(Text passage)

━━━

Change of plan, what i was going to post as the update has alot of flaws and still needs more added as its about 60% of the original elven races history. Which ill do in a later update. So expect an update within the next 6 hours.


----------



## JAMOB

im hurrying i swear...


----------



## revan4559

Well i will be posting the update by 11pm(exactly 1 hour away from when this post was posted) so if your going to post then i suggest you hurry though it means ill have to add more it. So you could wait and post after i update? Save both of us alot of trouble.


----------



## JAMOB

Sorry I finished before reading this... Umm... yeah. Im done though... Only 20 minutes late (ish)


----------



## revan4559

Reminder the update is on friday so if you need to post then i suggest you do.


----------



## Midge913

My post should be up later tonight.


----------



## revan4559

No problem, just make sure it is done by 8pm GMT time(england 8pm) tomorrow.


----------



## revan4559

The update is now up and next update will be Saturday 17th.

And now for an important note.

I require a name for the elven god of war and battle and can't seem to think of any. Feel free to post suggestions here or pm me as i'll be needing them within 1-2 updates.


----------



## Santaire

I would say Khaine but obviously that is copyright so maybe it could be Tarkka


----------



## revan4559

This is for all 3 elven races not just the dark elves so something that suits all 3 would be good.


----------



## Otep

You are tempting me in all the right ways o.o

Sorry about any typos that were in my last update. I just finished unpacking at my new place and I will not have internet for a week or two. So moble updates for the win! Lol

I'm going to wait for my next update until there is a good amount of updates to post. Also gives me a good amount of time to think over pros and cons for attacking our host


----------



## JAMOB

Sorry Im out of it I just started school and it was confusing. Ill make deadlines now... That one I just didnt have anything to put.

Maldeth

http://www.angelfire.com/rpg2/vortexshadow/names.html

You could create your own with this. Mine means Eternal war. Not sure where this is from but it is nice. Some more cool ones I came up with are Rua'in which means starbrother/starsister or Rua'lan for Starchild and An'wyn which means hand of music. You could use those for something as well... this website is full of them.

I think Goarr used this for his character, because Uth'iat means Fire Wizard.


----------



## revan4559

Reminder:

If you need to post then you have until Saturday to post before i update.


----------



## Otep

and now we wait :x i decided to update now to get a decent reaction out of everyone along with just getting the deed done with so to speak. 

you sir, tempted me in all the right ways and i was more then willing to give in to the said temptation.

━━━

Point annotation dataset records:

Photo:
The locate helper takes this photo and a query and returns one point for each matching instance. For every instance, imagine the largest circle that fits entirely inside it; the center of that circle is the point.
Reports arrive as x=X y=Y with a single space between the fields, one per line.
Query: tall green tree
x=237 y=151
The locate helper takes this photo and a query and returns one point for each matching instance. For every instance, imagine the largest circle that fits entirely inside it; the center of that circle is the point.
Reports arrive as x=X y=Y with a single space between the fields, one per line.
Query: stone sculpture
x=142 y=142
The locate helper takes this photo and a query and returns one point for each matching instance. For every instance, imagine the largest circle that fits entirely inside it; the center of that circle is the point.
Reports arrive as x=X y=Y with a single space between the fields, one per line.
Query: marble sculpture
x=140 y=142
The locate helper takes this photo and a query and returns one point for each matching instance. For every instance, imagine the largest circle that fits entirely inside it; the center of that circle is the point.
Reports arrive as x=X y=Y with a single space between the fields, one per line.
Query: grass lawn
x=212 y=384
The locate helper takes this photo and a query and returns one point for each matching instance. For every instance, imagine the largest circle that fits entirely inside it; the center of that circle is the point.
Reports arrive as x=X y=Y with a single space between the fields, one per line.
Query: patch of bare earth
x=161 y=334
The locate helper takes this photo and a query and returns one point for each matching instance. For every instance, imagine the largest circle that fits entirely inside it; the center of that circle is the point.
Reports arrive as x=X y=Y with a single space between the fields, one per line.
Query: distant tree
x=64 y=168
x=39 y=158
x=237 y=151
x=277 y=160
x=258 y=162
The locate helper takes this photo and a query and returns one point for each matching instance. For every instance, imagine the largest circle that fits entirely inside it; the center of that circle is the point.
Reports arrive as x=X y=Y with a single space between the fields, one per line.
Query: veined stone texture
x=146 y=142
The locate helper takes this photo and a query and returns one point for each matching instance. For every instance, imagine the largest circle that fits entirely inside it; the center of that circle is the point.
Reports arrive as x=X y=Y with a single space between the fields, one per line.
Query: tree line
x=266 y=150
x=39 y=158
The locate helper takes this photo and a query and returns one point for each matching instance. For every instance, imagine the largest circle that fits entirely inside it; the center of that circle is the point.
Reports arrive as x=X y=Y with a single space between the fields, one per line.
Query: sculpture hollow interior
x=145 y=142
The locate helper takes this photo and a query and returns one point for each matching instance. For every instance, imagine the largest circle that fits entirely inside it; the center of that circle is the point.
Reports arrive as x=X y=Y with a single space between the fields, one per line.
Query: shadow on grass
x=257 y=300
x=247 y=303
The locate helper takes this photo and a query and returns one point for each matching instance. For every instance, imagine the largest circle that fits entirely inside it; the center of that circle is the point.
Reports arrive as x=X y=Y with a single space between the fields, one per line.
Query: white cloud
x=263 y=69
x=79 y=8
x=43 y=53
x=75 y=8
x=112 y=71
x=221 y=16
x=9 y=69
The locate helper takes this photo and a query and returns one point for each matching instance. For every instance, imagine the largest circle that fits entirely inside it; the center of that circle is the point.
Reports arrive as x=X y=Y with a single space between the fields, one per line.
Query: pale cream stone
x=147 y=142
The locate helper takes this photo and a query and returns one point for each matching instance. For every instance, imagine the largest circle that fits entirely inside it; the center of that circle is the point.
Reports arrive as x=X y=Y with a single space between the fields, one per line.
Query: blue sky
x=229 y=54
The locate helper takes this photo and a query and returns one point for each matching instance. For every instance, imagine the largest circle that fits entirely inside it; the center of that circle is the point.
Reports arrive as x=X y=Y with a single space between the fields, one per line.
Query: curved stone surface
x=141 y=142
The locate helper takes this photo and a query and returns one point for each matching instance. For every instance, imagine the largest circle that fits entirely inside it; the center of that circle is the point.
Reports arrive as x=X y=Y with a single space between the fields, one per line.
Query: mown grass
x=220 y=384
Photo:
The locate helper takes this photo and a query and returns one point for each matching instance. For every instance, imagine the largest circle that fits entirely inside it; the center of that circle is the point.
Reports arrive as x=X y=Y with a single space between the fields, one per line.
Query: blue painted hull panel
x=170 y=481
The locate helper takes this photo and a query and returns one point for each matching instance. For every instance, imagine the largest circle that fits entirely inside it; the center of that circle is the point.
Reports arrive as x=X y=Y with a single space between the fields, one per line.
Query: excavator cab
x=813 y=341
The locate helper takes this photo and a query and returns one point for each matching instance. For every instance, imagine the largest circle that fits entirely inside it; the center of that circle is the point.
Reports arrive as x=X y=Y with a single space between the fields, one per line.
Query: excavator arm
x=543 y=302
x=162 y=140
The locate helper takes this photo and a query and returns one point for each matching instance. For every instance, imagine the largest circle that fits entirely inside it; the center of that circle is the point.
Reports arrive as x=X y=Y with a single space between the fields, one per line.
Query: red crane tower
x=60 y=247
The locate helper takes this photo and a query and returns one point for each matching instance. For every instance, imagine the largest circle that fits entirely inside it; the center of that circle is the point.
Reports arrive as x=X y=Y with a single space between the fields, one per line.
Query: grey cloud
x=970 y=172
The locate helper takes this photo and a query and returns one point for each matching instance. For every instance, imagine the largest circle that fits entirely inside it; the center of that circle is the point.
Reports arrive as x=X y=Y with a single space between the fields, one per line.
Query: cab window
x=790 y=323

━━━

(What is needed) List every distinct username that appears as a post header in the forum thread, in order of first appearance.

(Worked answer) JAMOB, revan4559, Midge913, Santaire, Otep